### Extrahierter Text
Vor 70 Jahren befreite die sowjetische Armee das Vernichtungslager Auschwitz-Birkenau im südlichen Polen von den deutschen Besatzern. Die Gedenkfeier wird allerdings ohne den russischen Präsidenten Putin stattfinden. Moskau ist entrüstet - und die diplomatischen Fronten zwischen den Ländern verhärtet.

Von Florian Kellermann | 26.01.2015
    Das Lagertor zum ehemaligen Konzentrationslager Auschwitz-Birkenau
    Das Lagertor zum ehemaligen Konzentrationslager Auschwitz-Birkenau (picture alliance / dpa)
    Die russische Presse war sich einig: Kleingeistig sei die polnische Regierung, hieß es. Trotzdem gelang es den Diplomaten in Warschau zunächst, die Wogen zu glätten. Schließlich hatte Polen keinen Politiker persönlich zu den Feierlichkeiten eingeladen. Der Kreml sollte selbst verstehen, dass Putin unerwünscht ist - und diese Rechnung ging auf.
    So blieb die Tonlage gemäßigt - bis der polnische Außenminister Grzegorz Schetyna ein Radiointerview gab:
    "Vielleicht sollten wir einmal mal darüber reden, dass es die erste ukrainische Front der Roten Armee war, die Auschwitz befreit hat. Da haben Ukrainer gekämpft, sie haben das Tor des Lagers Auschwitz aufgestoßen. Sie haben Auschwitz befreit."
    Empörung bei russischen Kommentatoren
    Diese Worte empörten viele russische Kommentatoren zutiefst. Der Zweite Weltkrieg heißt in Russland nicht von ungefähr "Großer Vaterländischer Krieg". Die Menschen sind stolz auf den Sieg über den Faschismus, wie es in Russland heißt, und auf den aufopferungsvollen Kampf.
    Der russische Außenminister Sergej Lawrow:
    "Ich weiß gar nicht, wie ich das kommentieren soll. Die Rote Armee hat Auschwitz befreit. In ihr haben Russen, Ukrainer, Tschetschenen, Georgier und Tataren gekämpft. Hier mit nationalistischen Gefühlen zu spielen, ist verhöhnend und zynisch.

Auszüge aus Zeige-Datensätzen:
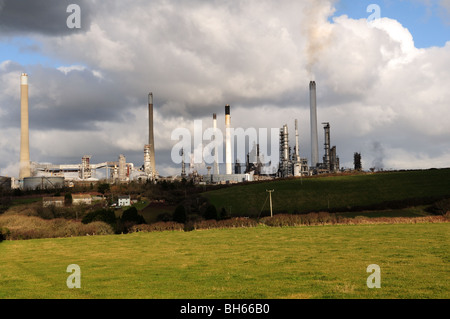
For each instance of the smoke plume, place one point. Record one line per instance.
(378, 151)
(317, 31)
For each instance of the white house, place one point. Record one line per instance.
(78, 199)
(124, 201)
(53, 201)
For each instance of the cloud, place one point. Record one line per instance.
(373, 84)
(48, 17)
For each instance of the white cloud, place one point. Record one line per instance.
(197, 56)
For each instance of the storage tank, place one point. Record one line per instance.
(43, 182)
(5, 183)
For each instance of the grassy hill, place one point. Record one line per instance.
(338, 193)
(243, 263)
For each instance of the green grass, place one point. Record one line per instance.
(25, 201)
(418, 211)
(261, 262)
(333, 193)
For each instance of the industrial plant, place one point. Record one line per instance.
(34, 175)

### Aufgabenziel
Zitiere aus dem Text über die Auschwitz-Gedenkfeier wörtlich die Stelle von "Vor 70 Jahren" bis "den Ländern verhärtet.".

### Vollständige Antwort
Vor 70 Jahren befreite die sowjetische Armee das Vernichtungslager Auschwitz-Birkenau im südlichen Polen von den deutschen Besatzern. Die Gedenkfeier wird allerdings ohne den russischen Präsidenten Putin stattfinden. Moskau ist entrüstet - und die diplomatischen Fronten zwischen den Ländern verhärtet.